### EXERCISE REQUIREMENTS:
a) Answer these questions using the town hall article:
(i) On which dates was the community invited to the gathering?
(ii) During what hours does Judi Hall say she is at the town hall on most days?
(iii) Which material found between the roofs had to be removed?
b) Write the next few paragraphs of the article on the Cohocton Town Hall renovations, picking up after its final sentence.

### READING PASSAGE:

'Good for the next 100 years': Renovations complete at Cohocton Town Hall
Town, E.J. Cottrell Memorial Library hold open house to show off latest improvement projects
ATLANTA — The Cohocton Town Hall and E.J. Cottrell Memorial Library teamed up to host an open house to talk about renovations and greet local officials.
On June 4 and 5 the community was invited to a gathering for public information on the renovations done at the Cohocton Town Hall. They also were able to see new plans for the local library.
Cohocton Town Supervisor Judi Hall offered a tour of the newly renovated building.
“We had people come to the open house with any questions they may have who might not be comfortable coming to the village board meetings. I am here most days 9 a.m. to 3 p.m. and anyone with questions is welcome to come on in and see me,” Hall said about the open house.
Hall mentioned the details about the renovations done to secure the building.
“We had to take everything between the old ceiling in here upward to the very top roof. There were two sets of roofs in between. There was unfortunately a layer of asbestos. That had to be removed. The very top ceiling was in very good shape. They hung the false ceiling in here that they lowered a bit to make it cheaper to heat. We got new lights, too. The engineer told us we should be good for the next 100 years,” she said.

### DATASET EXCERPTS:
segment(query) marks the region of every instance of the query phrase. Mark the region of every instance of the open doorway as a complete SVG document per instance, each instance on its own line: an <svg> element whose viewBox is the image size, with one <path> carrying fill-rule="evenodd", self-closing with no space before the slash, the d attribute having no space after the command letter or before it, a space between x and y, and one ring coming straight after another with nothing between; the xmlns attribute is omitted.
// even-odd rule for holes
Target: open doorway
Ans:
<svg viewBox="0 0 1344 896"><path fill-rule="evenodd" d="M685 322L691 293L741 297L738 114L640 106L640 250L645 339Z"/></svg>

### RESULTS FOR EACH TASK:
a)
(i) June 4 and 5
(ii) 9 a.m. to 3 p.m.
(iii) A layer of asbestos

b)
“It is very bright in here now. We made our bathroom handicap accessible. We put in new sinks,' she said. "We put in all new flooring downstairs. We changed some offices around. The police used to have a tiny little office. They moved downstairs in a much bigger office. The assessor came upstairs where she feels much happier. She never liked being down there. The code enforcer is downstairs next to the police. The bookkeeper office is now for the deputy clerk.”
Barry Fairbrother did all the flooring and the two bathrooms. R.W. Drake Project Manager Kyle Drum was the leader for the renovations to the ceiling and front room. The old bank vault is used for documents and to keep records now. There is a storage room with old records and files from the court and town hall.
Cohocton Town Clerk Tayonna Kinney and Cohocton Deputy Clerk Blair Hall are both responsible for equal work in keeping the records.
“I am responsible for the town records, processing dog licenses, permits, vital records, processing town and county taxes from January to March, taking monthly minutes for the ambulance and town board meetings, and handle water and sewer bills. Blair is equal in helping me with all of this work,” Kinney said. “Just the taxes is a lot to do for one person, so we do this job together. Blair is an excellent deputy. She has prior experience in politics. She also volunteers at the humane society.”
Kinney said one of the most important things is that the two of them collaborate with the code enforcement, police department, highway department, and court to maintain a good relationship with everyone.
“Judi is incredible. I love working alongside of her. She is a wonderful human being. She is kindhearted and smart. She truly loves the community. She always puts her heart and soul into this,” she said.
New plans for the library
Belinda Schuler, E.J. Cottrell Memorial Library director, detailed the new plans for the Cohocton library. The library is adding a new storage building.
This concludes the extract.